Reading text —
╔══

September 21st 2001: The Day Toulouse Can’t Forget

 

Memorial to the victims of the AZF explosion 2001. Courtesy Wikimedia Creative Commons, Author Kurema Sakura

September 21st, 2001. It was one of those perfect autumn days we often get in SW France.  I was strolling down the avenue near my home enjoying the crisp air and the blue sky. Abruptly, several things happened: there was a loud boom, the ground shook, the air vibrated, a shop-window shattered, and a woman started wailing.

The world was still reeling from the 9/11 terrorist attack in the USA only ten days earlier. Images of those collapsing towers had been on constant TV replay. Around me, fearful voices arose – a plane? a sonic boom?  Or…someone gasped, and pointed. To the south of the city, an orange cloud was rising into the air. A clamour of sirens broke out, prompting us to move.

The phone was ringing as I got back to my flat. A Parisian friend, working in aviation security, issued instructions:  stay indoors, close all windows, put wet towels round the edges, wait for more information.

The explosion, which occurred at 10.17 a.m. in a suburb south of Toulouse, originated at the  chemical fertiliser plant, AZF on the outskirts of the city.  As 300 tonnes of ammonium nitrate detonated, the sound was heard 80 km away, causing a shock wave of 3.4 on the Richter scale.  Hangar 221, where the product was stored, had vanished, replaced by a crater measuring 70 x40 metres, 6 metres deep.

It was pre-smart phone, pre-social media era. Those not in the vicinity of the blast, unsure of what had happened, were seized by panic, streaming out of offices and factories, racing to pick up terrified children from school, trying to contact friends and family.  Roads were gridlocked and there was a fearful pulsation in the air, a hubbub of voices, car horns, strident sirens of emergency vehicles. The orange cloud hovered over the city as people choked and coughed, trying to protect their faces.

╚══

Directive — According to the account of the Toulouse explosion, how much ammonium nitrate detonated at the AZF plant? The rows that follow were drawn from a separate source.

Material provided —
╔══

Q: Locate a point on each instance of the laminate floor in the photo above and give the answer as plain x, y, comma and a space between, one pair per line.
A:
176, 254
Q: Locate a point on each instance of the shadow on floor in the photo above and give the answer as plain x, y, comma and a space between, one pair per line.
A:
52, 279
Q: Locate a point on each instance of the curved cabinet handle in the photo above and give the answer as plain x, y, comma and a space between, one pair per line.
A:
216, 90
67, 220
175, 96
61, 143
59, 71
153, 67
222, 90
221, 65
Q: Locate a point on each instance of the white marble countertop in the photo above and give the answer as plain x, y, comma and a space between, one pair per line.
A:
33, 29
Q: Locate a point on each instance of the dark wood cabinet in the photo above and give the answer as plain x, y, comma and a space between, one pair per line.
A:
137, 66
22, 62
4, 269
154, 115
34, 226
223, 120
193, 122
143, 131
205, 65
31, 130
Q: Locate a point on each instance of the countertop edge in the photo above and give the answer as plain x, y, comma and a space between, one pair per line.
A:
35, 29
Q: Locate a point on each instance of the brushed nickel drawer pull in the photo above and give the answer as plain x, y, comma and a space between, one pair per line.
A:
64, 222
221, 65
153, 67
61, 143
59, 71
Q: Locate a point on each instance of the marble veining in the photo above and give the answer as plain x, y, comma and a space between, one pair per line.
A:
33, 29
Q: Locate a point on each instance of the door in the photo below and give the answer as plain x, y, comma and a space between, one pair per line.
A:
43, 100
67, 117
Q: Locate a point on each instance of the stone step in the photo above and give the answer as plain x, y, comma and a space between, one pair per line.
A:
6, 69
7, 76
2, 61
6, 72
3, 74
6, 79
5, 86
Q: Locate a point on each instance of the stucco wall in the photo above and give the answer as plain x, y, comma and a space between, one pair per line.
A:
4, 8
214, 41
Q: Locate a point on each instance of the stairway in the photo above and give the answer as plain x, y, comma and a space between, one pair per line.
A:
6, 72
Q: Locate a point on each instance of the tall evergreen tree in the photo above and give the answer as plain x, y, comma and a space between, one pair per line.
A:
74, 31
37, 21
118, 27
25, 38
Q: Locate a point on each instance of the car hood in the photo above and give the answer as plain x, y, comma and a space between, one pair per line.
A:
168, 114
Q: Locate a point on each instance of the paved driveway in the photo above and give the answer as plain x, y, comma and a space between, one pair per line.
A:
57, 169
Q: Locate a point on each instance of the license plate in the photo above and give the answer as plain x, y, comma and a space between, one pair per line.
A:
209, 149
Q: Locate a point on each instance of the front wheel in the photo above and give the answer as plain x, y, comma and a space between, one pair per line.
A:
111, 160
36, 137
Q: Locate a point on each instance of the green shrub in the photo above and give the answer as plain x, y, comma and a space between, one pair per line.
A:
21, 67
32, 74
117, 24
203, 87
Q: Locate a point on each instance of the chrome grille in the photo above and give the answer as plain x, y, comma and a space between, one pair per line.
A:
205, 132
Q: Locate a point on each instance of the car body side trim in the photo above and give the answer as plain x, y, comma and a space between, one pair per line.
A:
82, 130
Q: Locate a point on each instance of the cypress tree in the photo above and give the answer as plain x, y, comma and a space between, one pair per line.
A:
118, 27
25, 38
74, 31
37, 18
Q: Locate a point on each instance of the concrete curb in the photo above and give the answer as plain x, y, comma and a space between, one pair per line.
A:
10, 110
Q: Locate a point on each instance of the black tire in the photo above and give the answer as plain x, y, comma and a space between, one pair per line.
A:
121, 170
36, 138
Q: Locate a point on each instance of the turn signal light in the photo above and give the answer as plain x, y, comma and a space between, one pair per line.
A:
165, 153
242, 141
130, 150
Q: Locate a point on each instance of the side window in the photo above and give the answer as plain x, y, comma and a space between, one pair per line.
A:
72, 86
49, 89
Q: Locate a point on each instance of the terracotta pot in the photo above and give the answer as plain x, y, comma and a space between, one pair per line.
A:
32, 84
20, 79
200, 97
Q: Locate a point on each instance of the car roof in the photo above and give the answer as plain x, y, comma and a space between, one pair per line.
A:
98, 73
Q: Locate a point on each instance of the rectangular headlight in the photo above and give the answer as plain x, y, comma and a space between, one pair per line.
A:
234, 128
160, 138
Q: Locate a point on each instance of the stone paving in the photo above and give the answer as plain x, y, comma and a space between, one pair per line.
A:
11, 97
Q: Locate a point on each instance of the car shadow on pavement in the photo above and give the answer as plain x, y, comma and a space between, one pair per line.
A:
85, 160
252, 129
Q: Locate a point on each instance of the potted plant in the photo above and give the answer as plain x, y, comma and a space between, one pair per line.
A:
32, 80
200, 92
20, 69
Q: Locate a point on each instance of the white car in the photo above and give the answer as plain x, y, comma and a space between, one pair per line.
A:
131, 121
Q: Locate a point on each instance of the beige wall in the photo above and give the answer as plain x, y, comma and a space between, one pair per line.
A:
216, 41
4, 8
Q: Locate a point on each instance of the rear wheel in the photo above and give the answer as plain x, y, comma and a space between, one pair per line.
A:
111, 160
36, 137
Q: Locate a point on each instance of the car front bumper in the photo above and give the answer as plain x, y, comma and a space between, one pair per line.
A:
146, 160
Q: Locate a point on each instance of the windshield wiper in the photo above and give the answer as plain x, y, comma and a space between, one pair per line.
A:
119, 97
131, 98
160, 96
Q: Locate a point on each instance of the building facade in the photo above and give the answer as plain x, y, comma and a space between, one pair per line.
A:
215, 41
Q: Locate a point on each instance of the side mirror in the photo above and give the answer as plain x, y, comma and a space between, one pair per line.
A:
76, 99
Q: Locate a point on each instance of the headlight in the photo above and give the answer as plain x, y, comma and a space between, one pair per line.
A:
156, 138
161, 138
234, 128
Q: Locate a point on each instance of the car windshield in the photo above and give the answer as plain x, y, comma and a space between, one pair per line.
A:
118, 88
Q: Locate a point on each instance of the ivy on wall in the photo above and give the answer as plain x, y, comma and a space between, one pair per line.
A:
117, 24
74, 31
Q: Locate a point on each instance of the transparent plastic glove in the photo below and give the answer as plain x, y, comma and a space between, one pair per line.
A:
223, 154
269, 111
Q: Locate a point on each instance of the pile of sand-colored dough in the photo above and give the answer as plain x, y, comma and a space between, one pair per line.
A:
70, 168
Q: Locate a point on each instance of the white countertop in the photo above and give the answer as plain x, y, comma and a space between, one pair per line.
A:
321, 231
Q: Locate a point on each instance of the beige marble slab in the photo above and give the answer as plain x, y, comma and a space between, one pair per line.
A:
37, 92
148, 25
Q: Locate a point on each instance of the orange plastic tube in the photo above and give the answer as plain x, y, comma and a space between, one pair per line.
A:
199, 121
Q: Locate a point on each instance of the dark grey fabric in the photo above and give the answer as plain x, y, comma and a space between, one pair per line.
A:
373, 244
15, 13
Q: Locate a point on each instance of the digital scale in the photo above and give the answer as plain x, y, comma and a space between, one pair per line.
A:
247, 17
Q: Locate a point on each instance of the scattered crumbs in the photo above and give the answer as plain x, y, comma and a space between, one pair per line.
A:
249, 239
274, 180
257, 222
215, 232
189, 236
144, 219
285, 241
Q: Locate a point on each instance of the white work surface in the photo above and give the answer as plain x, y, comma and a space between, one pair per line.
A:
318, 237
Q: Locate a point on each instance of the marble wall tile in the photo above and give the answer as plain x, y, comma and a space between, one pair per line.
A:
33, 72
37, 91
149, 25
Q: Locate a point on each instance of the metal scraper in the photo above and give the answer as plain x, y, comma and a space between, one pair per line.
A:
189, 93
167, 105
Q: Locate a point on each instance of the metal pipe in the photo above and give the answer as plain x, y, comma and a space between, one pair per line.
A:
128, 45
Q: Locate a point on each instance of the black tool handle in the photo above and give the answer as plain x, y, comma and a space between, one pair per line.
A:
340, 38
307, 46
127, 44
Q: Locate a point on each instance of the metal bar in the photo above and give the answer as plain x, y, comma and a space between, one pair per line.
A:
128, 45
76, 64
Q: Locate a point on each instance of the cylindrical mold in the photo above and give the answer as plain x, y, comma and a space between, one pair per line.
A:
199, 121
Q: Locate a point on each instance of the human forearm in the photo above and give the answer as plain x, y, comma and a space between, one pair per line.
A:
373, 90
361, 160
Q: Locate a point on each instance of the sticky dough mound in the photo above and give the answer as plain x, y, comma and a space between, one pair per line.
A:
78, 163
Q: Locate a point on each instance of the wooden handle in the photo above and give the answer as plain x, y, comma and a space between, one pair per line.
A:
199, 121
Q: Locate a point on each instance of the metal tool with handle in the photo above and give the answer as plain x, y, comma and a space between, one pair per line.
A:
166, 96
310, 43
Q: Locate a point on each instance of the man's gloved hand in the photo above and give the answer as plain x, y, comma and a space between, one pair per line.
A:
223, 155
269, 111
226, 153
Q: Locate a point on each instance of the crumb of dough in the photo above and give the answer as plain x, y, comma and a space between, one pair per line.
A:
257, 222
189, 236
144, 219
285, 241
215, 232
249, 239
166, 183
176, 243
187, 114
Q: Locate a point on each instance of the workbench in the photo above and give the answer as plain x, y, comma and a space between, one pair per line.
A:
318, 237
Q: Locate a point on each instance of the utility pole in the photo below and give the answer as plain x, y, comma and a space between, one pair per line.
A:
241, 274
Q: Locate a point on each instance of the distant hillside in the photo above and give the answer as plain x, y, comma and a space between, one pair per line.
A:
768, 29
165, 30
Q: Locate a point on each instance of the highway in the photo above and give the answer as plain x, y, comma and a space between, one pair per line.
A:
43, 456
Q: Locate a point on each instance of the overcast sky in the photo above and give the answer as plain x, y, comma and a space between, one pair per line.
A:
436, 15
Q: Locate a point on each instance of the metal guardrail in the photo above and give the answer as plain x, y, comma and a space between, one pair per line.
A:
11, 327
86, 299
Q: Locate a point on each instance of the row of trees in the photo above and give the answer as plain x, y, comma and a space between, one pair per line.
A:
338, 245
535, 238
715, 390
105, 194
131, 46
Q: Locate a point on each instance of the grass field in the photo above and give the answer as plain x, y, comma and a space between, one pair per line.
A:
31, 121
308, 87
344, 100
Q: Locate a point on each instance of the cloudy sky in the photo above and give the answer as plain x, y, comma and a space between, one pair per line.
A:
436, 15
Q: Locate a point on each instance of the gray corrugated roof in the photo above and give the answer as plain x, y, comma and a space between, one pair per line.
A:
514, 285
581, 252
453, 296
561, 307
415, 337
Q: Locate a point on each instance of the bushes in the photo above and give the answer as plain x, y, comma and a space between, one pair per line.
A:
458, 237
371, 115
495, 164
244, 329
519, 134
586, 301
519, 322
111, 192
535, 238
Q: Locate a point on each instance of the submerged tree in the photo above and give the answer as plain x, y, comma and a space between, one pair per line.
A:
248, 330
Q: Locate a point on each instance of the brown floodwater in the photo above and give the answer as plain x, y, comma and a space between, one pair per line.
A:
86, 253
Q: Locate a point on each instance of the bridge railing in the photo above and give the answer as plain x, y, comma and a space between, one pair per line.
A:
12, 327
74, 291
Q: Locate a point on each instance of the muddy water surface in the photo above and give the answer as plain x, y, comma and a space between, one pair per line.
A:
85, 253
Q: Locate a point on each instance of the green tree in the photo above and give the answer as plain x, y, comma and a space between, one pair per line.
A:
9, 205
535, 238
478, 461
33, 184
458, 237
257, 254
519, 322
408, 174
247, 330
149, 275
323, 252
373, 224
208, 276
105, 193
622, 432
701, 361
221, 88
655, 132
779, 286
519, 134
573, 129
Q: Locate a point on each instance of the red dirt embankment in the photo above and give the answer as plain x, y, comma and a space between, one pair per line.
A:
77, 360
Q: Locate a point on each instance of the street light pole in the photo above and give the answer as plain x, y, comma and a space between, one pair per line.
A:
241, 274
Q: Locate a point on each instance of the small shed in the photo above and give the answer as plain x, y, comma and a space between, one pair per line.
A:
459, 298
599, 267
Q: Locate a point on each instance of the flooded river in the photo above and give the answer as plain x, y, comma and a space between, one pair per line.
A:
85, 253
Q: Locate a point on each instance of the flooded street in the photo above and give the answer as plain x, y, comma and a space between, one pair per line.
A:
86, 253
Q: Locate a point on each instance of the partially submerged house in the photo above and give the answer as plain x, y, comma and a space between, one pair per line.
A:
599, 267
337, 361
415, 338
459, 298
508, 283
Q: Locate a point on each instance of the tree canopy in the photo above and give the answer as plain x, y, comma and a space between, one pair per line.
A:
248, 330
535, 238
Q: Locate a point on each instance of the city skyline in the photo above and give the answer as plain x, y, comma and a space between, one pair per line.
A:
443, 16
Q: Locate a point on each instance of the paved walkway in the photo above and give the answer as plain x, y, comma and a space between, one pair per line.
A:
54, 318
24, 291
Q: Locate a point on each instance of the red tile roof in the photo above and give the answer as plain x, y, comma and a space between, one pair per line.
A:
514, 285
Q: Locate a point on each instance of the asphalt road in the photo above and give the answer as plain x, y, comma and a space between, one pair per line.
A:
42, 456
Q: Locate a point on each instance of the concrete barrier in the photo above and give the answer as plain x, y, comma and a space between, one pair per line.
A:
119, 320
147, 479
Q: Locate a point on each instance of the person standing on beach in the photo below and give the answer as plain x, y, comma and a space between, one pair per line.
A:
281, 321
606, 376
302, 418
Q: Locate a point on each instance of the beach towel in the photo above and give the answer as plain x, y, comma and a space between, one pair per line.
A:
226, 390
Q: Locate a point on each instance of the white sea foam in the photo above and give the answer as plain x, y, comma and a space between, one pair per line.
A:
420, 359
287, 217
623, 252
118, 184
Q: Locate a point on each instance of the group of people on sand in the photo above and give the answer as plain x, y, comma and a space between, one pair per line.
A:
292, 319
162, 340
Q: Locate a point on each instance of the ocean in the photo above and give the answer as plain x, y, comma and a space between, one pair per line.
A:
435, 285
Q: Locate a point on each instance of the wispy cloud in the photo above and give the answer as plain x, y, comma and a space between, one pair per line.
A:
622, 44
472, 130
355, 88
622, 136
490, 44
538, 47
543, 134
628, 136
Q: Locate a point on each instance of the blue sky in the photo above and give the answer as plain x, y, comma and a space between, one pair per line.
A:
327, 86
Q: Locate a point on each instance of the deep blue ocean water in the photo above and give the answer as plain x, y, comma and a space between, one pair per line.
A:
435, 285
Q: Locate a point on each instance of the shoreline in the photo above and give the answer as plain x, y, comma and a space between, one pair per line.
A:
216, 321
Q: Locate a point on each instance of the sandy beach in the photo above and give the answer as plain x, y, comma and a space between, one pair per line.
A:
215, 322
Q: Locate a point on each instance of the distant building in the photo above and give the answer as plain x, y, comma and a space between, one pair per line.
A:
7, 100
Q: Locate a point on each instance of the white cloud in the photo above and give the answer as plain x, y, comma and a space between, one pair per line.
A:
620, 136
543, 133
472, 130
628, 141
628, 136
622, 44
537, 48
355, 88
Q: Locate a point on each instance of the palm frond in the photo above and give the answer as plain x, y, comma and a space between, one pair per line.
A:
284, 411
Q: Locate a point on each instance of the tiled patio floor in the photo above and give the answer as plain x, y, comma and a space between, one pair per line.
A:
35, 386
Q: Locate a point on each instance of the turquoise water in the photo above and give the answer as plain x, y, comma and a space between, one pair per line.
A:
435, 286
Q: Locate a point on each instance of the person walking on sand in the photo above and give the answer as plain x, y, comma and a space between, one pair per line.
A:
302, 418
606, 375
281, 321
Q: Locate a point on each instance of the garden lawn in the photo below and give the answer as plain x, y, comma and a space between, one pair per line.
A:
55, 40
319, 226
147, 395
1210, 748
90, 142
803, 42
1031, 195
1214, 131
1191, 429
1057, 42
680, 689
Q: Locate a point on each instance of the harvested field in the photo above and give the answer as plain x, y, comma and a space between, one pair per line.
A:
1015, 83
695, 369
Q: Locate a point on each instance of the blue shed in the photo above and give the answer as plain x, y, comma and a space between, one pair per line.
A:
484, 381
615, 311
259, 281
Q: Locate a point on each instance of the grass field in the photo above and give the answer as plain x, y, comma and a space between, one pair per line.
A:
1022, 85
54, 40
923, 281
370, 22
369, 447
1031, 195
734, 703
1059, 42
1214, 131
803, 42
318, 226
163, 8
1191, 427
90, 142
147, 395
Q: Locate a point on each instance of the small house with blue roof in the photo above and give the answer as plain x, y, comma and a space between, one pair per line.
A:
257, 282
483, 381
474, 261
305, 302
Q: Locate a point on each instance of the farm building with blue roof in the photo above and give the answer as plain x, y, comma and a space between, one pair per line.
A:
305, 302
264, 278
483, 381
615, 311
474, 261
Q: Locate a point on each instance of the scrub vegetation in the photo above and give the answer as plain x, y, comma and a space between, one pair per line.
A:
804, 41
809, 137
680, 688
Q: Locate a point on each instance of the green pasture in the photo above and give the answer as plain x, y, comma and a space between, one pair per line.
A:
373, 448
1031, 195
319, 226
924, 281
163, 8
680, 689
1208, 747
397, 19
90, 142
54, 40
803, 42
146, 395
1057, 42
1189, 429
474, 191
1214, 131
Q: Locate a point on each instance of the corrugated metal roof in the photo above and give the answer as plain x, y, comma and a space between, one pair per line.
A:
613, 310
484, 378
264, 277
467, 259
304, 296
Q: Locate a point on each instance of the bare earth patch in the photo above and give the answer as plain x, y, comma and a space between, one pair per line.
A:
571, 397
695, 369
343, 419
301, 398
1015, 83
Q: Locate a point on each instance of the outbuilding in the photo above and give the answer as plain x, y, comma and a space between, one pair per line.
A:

╚══

Output — 300 tonnes.